Part of a data file:
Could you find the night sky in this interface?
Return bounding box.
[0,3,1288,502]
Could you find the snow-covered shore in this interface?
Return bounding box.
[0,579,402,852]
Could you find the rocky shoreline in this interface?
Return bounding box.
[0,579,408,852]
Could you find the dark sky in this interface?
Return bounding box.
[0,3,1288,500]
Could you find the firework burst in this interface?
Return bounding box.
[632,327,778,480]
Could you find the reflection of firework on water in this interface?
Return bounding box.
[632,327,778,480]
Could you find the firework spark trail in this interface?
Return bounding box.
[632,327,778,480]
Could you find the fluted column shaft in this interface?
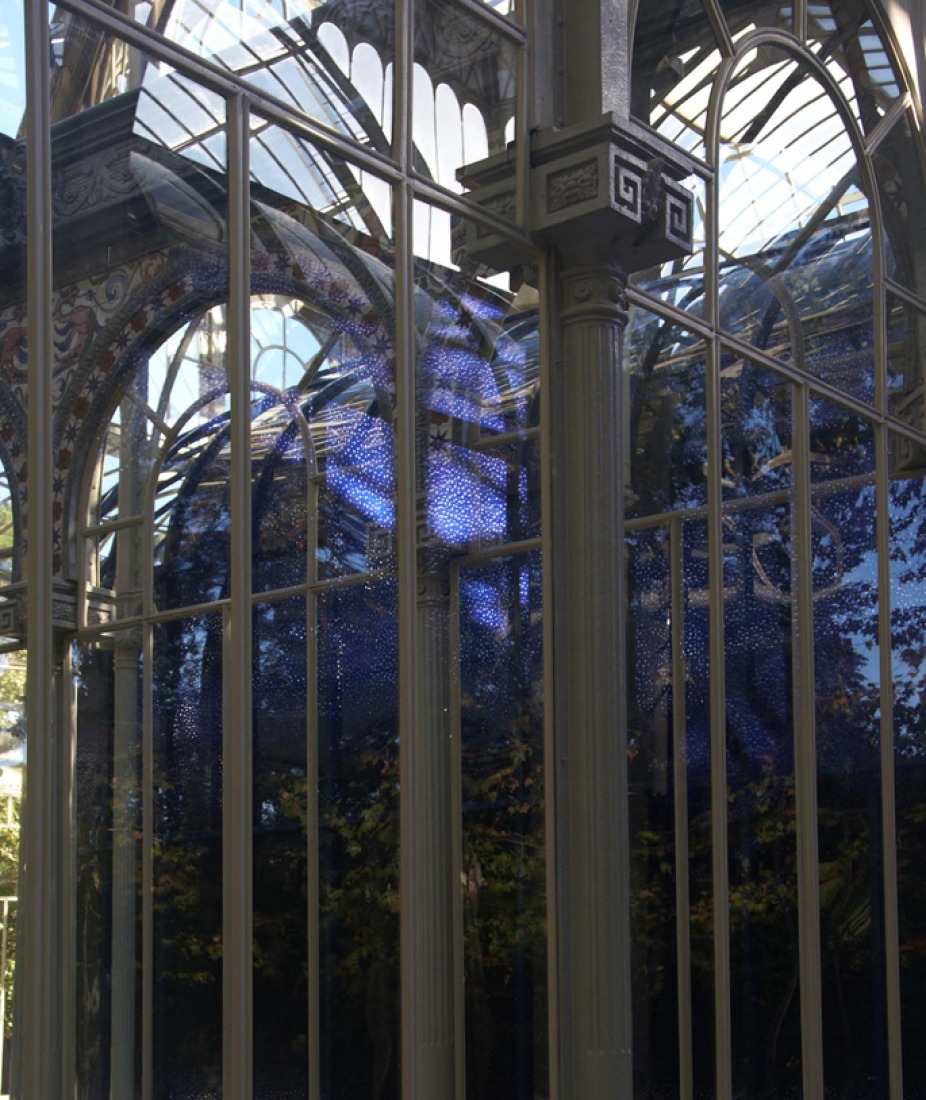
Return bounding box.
[553,263,632,1100]
[405,567,454,1100]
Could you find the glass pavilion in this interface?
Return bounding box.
[0,0,926,1100]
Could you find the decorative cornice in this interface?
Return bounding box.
[459,116,694,275]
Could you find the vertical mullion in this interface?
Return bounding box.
[515,35,530,226]
[669,517,694,1100]
[794,0,807,42]
[304,418,321,1100]
[393,0,415,1086]
[707,340,732,1100]
[19,0,57,1100]
[222,96,253,1100]
[874,422,904,1100]
[539,252,556,1100]
[791,385,824,1100]
[393,0,415,174]
[448,562,466,1097]
[396,171,415,1100]
[142,620,154,1100]
[61,642,79,1096]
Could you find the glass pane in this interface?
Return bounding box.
[720,0,794,41]
[720,355,801,1097]
[141,0,395,153]
[890,438,926,1100]
[252,598,312,1100]
[251,121,395,587]
[460,553,550,1100]
[251,391,313,592]
[873,116,926,301]
[625,307,707,517]
[627,525,691,1100]
[153,374,231,609]
[74,631,143,1098]
[631,0,721,157]
[152,614,223,1100]
[811,402,888,1100]
[807,0,900,133]
[415,202,540,550]
[412,0,520,190]
[310,581,399,1100]
[886,294,926,431]
[719,48,874,402]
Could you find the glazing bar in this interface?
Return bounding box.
[791,386,824,1100]
[20,2,57,1100]
[669,517,694,1100]
[222,96,254,1100]
[874,427,904,1100]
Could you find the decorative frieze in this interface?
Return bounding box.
[459,114,694,275]
[547,158,600,213]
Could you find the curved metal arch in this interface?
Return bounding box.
[705,29,884,393]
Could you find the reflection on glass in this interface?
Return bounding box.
[252,598,310,1100]
[625,307,707,516]
[886,294,926,431]
[460,553,550,1100]
[807,0,900,133]
[153,389,231,611]
[152,614,223,1100]
[674,519,716,1097]
[309,581,399,1100]
[720,0,794,41]
[415,202,540,554]
[412,0,519,190]
[890,438,926,1100]
[873,116,926,301]
[251,122,395,587]
[627,525,688,1100]
[73,631,143,1098]
[720,355,801,1096]
[134,0,395,153]
[719,48,874,402]
[811,402,888,1100]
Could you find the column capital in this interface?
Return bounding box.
[560,262,627,328]
[460,113,694,276]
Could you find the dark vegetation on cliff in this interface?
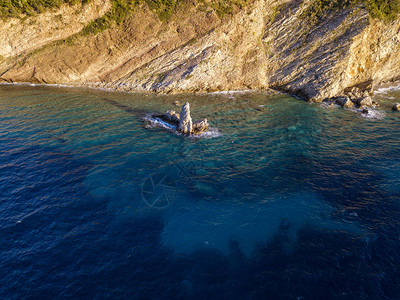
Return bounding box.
[0,0,90,18]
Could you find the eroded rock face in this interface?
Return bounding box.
[193,119,209,133]
[178,102,193,134]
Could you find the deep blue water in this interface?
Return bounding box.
[0,86,400,299]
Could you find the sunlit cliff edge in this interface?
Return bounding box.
[0,0,400,101]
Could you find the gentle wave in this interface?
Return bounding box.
[143,114,222,138]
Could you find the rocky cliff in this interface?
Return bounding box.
[0,0,400,101]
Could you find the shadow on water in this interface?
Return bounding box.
[101,98,149,117]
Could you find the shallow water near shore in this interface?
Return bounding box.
[0,86,400,299]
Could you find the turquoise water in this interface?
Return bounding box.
[0,86,400,299]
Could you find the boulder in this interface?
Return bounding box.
[151,102,209,135]
[165,110,179,124]
[357,96,373,107]
[193,119,208,133]
[178,102,193,134]
[334,96,354,108]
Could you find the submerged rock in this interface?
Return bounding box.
[178,102,193,134]
[357,96,373,107]
[193,119,208,133]
[151,102,209,135]
[333,96,354,108]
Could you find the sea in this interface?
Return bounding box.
[0,85,400,300]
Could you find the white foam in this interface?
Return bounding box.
[350,108,386,120]
[144,114,222,139]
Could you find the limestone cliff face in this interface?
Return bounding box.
[0,0,400,101]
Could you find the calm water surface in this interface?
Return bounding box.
[0,86,400,299]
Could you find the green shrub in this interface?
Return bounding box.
[302,0,400,24]
[365,0,400,21]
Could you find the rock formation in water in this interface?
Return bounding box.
[0,0,400,102]
[151,102,209,135]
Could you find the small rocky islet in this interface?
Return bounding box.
[149,102,209,136]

Work to complete — Convert every line of the entries above into a Markdown table with the columns Row and Line, numbering the rows in order and skipping any blank lines. Leave the pictures out of the table.

Written response —
| Row | Line |
|---|---|
| 1 | Could you find the night sky in this interface? |
| 2 | Return bounding box. |
| 3 | [0,3,1288,502] |
| 4 | Could you find the snow-covered shore in this interface? |
| 5 | Return bounding box. |
| 6 | [0,579,402,852] |
| 7 | Could you find the rocky shoreline in this interface? |
| 8 | Return bounding box. |
| 9 | [0,579,408,852] |
| 10 | Could you find the dark sky in this interface? |
| 11 | Return bounding box. |
| 12 | [0,3,1288,500] |
| 13 | Could you find the firework burst in this interface? |
| 14 | Return bounding box. |
| 15 | [632,327,778,480] |
| 16 | Could you find the reflection of firework on water in this interface? |
| 17 | Return bounding box. |
| 18 | [632,327,778,480] |
| 19 | Could you find the firework spark trail in this interface? |
| 20 | Return bounding box. |
| 21 | [632,327,778,480] |
| 22 | Could you find the fluted column shaft in this interface? |
| 23 | Return bounding box. |
| 24 | [553,263,632,1100] |
| 25 | [405,567,454,1100] |
| 26 | Could you find the glass pavilion in this interface? |
| 27 | Return bounding box. |
| 28 | [0,0,926,1100] |
| 29 | Could you find the decorative cornice in this interface? |
| 30 | Return bounding box. |
| 31 | [459,116,694,275] |
| 32 | Could you find the vertical mullion in this interface? |
| 33 | Return bounding box. |
| 34 | [515,35,530,226] |
| 35 | [669,517,694,1100] |
| 36 | [794,0,807,42] |
| 37 | [304,418,321,1100] |
| 38 | [393,0,415,1086] |
| 39 | [707,340,732,1100] |
| 40 | [19,0,57,1100] |
| 41 | [222,96,253,1100] |
| 42 | [874,422,904,1100] |
| 43 | [539,252,556,1100] |
| 44 | [791,385,824,1100] |
| 45 | [393,0,415,174] |
| 46 | [448,562,466,1097] |
| 47 | [396,171,415,1100] |
| 48 | [142,620,154,1100] |
| 49 | [61,642,79,1096] |
| 50 | Could you find the glass pane in this interface? |
| 51 | Return bounding box. |
| 52 | [720,0,794,41] |
| 53 | [720,355,801,1097] |
| 54 | [141,0,395,153] |
| 55 | [890,438,926,1100] |
| 56 | [252,598,312,1100] |
| 57 | [251,121,395,587] |
| 58 | [460,553,550,1100] |
| 59 | [251,391,313,592] |
| 60 | [873,116,926,301] |
| 61 | [625,307,707,517] |
| 62 | [627,525,691,1100] |
| 63 | [153,374,231,609] |
| 64 | [74,631,143,1098] |
| 65 | [631,0,721,157] |
| 66 | [152,614,223,1100] |
| 67 | [811,402,888,1100] |
| 68 | [807,0,900,133] |
| 69 | [415,202,540,550] |
| 70 | [412,0,520,190] |
| 71 | [310,581,399,1100] |
| 72 | [886,294,926,431] |
| 73 | [719,48,874,402] |
| 74 | Could you find the glazing bar in this interface? |
| 75 | Return bounding box. |
| 76 | [791,386,824,1100] |
| 77 | [20,2,57,1100] |
| 78 | [669,517,694,1100] |
| 79 | [222,96,254,1100] |
| 80 | [874,427,904,1100] |
| 81 | Could you find the decorative frieze in this interface? |
| 82 | Return bounding box. |
| 83 | [459,114,694,275] |
| 84 | [547,158,600,213] |
| 85 | Could you find the curved metal arch in this interface? |
| 86 | Return bounding box. |
| 87 | [705,29,884,393] |
| 88 | Could you find the reflection on glass in this interface? |
| 89 | Return bounding box. |
| 90 | [252,598,310,1100] |
| 91 | [625,307,707,516] |
| 92 | [886,294,926,431] |
| 93 | [460,553,550,1100] |
| 94 | [807,0,900,133] |
| 95 | [153,389,231,611] |
| 96 | [152,614,223,1100] |
| 97 | [674,519,716,1097] |
| 98 | [309,581,399,1100] |
| 99 | [720,0,794,41] |
| 100 | [415,202,540,554] |
| 101 | [412,0,519,190] |
| 102 | [890,438,926,1100] |
| 103 | [873,116,926,301] |
| 104 | [251,122,395,587] |
| 105 | [627,525,688,1100] |
| 106 | [73,631,143,1098] |
| 107 | [720,355,801,1096] |
| 108 | [134,0,395,153] |
| 109 | [719,48,874,402] |
| 110 | [811,402,888,1100] |
| 111 | Could you find the column capital in this interface? |
| 112 | Return bounding box. |
| 113 | [560,262,627,328] |
| 114 | [460,113,694,276] |
| 115 | Could you find the dark vegetation on cliff in this interface? |
| 116 | Return bounding box. |
| 117 | [0,0,90,18] |
| 118 | Could you find the eroded rock face in this interface? |
| 119 | Return bounding box. |
| 120 | [193,119,209,133] |
| 121 | [178,102,193,134] |
| 122 | Could you find the deep blue water in this interface? |
| 123 | Return bounding box. |
| 124 | [0,86,400,299] |
| 125 | Could you find the sunlit cliff edge in this interface? |
| 126 | Return bounding box. |
| 127 | [0,0,400,101] |
| 128 | Could you find the gentle wave in this interface? |
| 129 | Return bounding box. |
| 130 | [143,114,222,138] |
| 131 | Could you find the rocky cliff in this interface? |
| 132 | Return bounding box. |
| 133 | [0,0,400,101] |
| 134 | Could you find the shadow on water in this interface? |
| 135 | Return bounding box. |
| 136 | [101,98,149,117] |
| 137 | Could you find the shallow water near shore in this interface? |
| 138 | Return bounding box. |
| 139 | [0,86,400,299] |
| 140 | Could you find the turquoise water in this interface? |
| 141 | Return bounding box. |
| 142 | [0,86,400,299] |
| 143 | Could you find the boulder in this interface? |
| 144 | Return bounding box. |
| 145 | [151,102,209,135] |
| 146 | [165,110,179,124] |
| 147 | [357,96,373,107] |
| 148 | [193,119,208,133] |
| 149 | [178,102,193,134] |
| 150 | [334,96,354,108] |
| 151 | Could you find the submerged rock in this interface? |
| 152 | Return bounding box. |
| 153 | [178,102,193,134] |
| 154 | [357,96,373,107] |
| 155 | [193,119,208,133] |
| 156 | [151,102,209,135] |
| 157 | [333,96,354,108] |
| 158 | Could you find the sea in this interface? |
| 159 | Return bounding box. |
| 160 | [0,85,400,300] |
| 161 | Could you find the white foam in this interface? |
| 162 | Return bounding box. |
| 163 | [350,108,386,120] |
| 164 | [144,114,222,139] |
| 165 | Could you find the limestone cliff face in this interface? |
| 166 | Return bounding box. |
| 167 | [0,0,400,101] |
| 168 | Could you find the calm water surface in this interface? |
| 169 | Return bounding box. |
| 170 | [0,86,400,299] |
| 171 | Could you find the green shrub in this interface? |
| 172 | Return bounding box. |
| 173 | [302,0,400,24] |
| 174 | [365,0,400,21] |
| 175 | Could you find the rock formation in water in this interface? |
| 176 | Return bounding box. |
| 177 | [0,0,400,102] |
| 178 | [151,102,209,135] |
| 179 | Could you find the small rocky islet in this interface? |
| 180 | Return bounding box. |
| 181 | [149,102,209,136] |